START PASSAGE TO READ
Look! Up in the Sky! It’s a bird! It’s a plane! It’s a stationary balloon or drone capable of providing low-cost and backup voice and data services!
A post credited to Google’s “Astro Teller,” actually, Eric Teller, explains a breakthrough by Project Loon, which is an initiative from Google’s “X” division that aims to use balloons to provide voice and data coverage to rural areas.
Initially, the plan was to create a ring of balloons around the globe. Each moves through an area, providing services as it does so. The new approach is to cluster balloons over a region. This greatly simplifies the overall task:
We’ll be able to put together a Loon network over a particular region in weeks not months, and it would be a lot less work to launch and manage. We’ll reduce the number of balloons we need and get greater value out of each one.
This, Teller writes, reduces costs, which is the rationale for Loon in the first place. Google abandoned a drone-based concept, Project Titan, last year but only made the decision known last month.
Project Loon – Google didn’t help build the case for its reasonableness with the name it chose – is not the only project based on the basic concept. The Guardian today reported that mobile carrier EE is deploying a fleet of blimps to be used as voice and data backup systems in the UK. The “helikites” will start launching this year. EE, The Guardian says, also has a project featuring drones that is earlier in the development cycle.
END PASSAGE TO READ
START DATA
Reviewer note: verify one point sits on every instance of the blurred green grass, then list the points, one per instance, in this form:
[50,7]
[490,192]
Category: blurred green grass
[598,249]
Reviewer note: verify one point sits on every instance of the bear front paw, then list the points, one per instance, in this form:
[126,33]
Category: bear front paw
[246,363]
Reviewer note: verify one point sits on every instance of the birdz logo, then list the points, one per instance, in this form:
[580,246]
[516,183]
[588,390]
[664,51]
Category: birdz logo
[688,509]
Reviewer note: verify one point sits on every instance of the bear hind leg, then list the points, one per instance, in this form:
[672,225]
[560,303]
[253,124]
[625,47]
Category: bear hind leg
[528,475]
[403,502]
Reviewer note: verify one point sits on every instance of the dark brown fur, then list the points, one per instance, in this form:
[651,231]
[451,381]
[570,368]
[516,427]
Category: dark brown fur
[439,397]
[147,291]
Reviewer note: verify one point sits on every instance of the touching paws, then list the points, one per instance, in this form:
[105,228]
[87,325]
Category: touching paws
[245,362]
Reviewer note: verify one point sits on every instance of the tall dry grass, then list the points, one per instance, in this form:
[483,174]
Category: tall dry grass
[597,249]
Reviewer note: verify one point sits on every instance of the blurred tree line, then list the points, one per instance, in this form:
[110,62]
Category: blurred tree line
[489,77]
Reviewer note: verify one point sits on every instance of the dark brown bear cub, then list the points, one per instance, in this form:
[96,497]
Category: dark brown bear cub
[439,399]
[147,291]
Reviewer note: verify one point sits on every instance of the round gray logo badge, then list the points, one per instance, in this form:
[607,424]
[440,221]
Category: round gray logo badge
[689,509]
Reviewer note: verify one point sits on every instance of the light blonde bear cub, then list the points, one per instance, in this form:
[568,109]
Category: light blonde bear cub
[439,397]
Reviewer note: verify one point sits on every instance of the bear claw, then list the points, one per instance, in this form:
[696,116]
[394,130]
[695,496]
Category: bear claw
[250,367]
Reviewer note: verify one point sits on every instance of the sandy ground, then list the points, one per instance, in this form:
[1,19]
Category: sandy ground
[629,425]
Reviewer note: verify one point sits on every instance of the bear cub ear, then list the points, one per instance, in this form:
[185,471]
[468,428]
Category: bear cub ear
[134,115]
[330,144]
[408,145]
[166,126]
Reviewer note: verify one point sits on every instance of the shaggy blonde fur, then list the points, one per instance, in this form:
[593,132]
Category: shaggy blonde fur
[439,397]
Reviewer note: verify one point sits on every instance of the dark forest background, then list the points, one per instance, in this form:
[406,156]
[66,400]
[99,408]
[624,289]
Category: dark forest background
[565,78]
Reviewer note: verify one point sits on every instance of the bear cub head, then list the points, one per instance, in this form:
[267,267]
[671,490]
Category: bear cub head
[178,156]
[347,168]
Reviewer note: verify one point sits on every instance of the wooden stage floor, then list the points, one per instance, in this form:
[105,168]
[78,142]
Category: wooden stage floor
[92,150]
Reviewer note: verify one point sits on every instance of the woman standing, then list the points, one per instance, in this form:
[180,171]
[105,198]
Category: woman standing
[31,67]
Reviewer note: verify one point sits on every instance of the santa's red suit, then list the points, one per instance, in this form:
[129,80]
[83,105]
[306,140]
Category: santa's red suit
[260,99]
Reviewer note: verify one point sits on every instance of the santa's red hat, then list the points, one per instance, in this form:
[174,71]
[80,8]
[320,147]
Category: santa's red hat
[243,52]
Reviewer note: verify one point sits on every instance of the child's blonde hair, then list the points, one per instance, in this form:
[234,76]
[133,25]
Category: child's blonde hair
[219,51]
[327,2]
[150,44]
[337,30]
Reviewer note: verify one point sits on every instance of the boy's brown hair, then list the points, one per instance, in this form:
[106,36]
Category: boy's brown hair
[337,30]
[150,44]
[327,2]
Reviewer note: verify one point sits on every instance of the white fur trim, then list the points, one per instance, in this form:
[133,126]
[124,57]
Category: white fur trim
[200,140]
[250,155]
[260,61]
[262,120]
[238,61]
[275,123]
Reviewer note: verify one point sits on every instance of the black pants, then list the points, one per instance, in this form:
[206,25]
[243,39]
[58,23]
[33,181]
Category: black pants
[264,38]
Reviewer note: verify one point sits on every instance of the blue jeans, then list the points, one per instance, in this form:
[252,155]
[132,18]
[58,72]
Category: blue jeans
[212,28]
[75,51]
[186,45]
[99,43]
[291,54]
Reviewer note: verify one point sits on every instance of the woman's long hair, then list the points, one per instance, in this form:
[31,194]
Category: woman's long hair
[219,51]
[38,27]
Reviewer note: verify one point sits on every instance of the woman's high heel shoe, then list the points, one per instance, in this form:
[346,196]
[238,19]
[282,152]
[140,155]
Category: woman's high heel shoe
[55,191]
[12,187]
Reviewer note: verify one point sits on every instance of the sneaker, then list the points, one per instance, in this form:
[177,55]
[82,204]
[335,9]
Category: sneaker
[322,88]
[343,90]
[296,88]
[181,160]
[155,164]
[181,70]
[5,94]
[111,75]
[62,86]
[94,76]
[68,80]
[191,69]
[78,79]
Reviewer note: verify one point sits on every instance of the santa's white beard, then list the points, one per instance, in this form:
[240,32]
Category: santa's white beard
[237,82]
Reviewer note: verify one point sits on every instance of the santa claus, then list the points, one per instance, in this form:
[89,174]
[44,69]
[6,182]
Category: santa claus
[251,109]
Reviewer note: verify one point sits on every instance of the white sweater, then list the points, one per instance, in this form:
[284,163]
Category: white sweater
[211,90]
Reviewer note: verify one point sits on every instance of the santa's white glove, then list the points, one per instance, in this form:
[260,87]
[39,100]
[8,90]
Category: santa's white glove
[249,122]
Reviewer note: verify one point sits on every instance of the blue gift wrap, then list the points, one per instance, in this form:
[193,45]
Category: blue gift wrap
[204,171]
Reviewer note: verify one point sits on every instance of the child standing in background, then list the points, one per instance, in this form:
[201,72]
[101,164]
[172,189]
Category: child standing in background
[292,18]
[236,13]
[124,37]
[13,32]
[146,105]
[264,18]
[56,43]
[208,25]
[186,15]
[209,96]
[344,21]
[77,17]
END DATA
■ TASKS FOR THIS EXERCISE:
**A.** Do these statements agree with the piece on Project Loon? Answer yes or no for each, quoting the words of the text that decide it. (i) Project Loon comes from Google's "X" division. (ii) Project Loon's original plan was to cluster balloons over a region. (iii) EE's helikites will start launching next year.
**B.** Sum up the piece on Project Loon in two sentences.
Nothing in the records is needed for what follows.

■ SOLVED PROBLEMS:
**A.**
(i) Yes: "an initiative from Google’s “X” division that aims to use balloons to provide voice and data coverage to rural areas."
(ii) No: "Initially, the plan was to create a ring of balloons around the globe."
(iii) No: "The “helikites” will start launching this year."

**B.** Google's Project Loon, which uses balloons to bring voice and data coverage to rural areas, has moved from a ring of balloons around the globe to clusters over a region, so networks can be set up in weeks with fewer balloons and at lower cost. Loon is not the only project of its kind: mobile carrier EE is deploying blimps called "helikites" as voice and data backup in the UK and also has an earlier-stage drone project.